■ DOCUMENT EXCERPT ■
========================================================================

Covid-19 and language change

August 21, 2020 by Alison Tunley

Covid-19 and language change

When the world undergoes rapid change, language also evolves at pace to keep up. As the obvious recent example, Covid-19 and language change have gone hand-in-hand. Over the last few months, we have all seen our vocabulary enriched with various scientific and sociological terminology to describe the experience of dealing with the corona virus. Much of this new vocabulary involves existing words being used in a slightly novel way. For example, social distancing is now a shorthand for describing the requirement to keep a certain distance from other people to avoid infection. It is also something of a misnomer as the key detail is to maintain physical rather than social distance. But language is flexible, and people soon understood the intended instruction.

Similarly, the US term shelter in place is an existing phrase, originally a Cold War invention to describe the need to take cover in the event of a nuclear attack. This has now been widely adopted and reinterpreted to cover the “stay at home” orders widely in place around the world. The OED blog gives an interesting insight into tracking these changing usages and keeping up with sudden lexicographic change.

========================================================================

■ SUPPLIED RECORDS ■
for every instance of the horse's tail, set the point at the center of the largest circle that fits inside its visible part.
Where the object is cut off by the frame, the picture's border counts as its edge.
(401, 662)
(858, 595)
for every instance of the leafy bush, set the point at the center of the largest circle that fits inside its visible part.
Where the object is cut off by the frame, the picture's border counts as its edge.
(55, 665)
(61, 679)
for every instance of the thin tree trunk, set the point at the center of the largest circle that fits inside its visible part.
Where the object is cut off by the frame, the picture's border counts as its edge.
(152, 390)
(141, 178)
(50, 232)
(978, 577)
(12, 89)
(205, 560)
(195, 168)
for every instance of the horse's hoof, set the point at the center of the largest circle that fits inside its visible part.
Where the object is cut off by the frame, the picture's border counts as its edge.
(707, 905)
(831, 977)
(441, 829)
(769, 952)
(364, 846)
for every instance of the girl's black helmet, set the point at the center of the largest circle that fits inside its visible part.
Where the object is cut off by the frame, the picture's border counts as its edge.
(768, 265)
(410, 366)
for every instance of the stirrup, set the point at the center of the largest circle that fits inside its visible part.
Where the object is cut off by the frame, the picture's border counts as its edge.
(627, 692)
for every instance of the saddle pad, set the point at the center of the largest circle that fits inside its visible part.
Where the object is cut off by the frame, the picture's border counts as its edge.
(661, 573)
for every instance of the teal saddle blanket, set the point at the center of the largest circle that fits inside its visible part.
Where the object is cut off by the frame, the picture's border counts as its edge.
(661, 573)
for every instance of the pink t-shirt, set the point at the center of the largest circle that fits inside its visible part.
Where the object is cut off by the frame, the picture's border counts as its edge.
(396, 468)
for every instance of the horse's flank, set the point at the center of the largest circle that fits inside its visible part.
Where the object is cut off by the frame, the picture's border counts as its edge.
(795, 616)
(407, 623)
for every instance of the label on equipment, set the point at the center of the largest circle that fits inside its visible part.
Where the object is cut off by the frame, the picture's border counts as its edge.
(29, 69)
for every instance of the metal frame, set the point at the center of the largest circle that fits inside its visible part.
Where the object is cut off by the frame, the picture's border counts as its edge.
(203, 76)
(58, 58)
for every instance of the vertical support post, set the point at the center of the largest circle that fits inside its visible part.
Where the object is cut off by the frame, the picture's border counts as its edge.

========================================================================

■ ASSIGNED TASK 1 ■
Duplicate the passage from the article on Covid-19 and language change, starting with "When the world" and going on through "the intended instruction.".
■ ASSIGNED TASK 2 ■
In the article on Covid-19 and language change, what was the phrase "shelter in place" originally invented to describe?

■ RESPONSE AREA 1 ■
When the world undergoes rapid change, language also evolves at pace to keep up. As the obvious recent example, Covid-19 and language change have gone hand-in-hand. Over the last few months, we have all seen our vocabulary enriched with various scientific and sociological terminology to describe the experience of dealing with the corona virus. Much of this new vocabulary involves existing words being used in a slightly novel way. For example, social distancing is now a shorthand for describing the requirement to keep a certain distance from other people to avoid infection. It is also something of a misnomer as the key detail is to maintain physical rather than social distance. But language is flexible, and people soon understood the intended instruction.

■ RESPONSE AREA 2 ■
The need to take cover in the event of a nuclear attack, as a Cold War invention.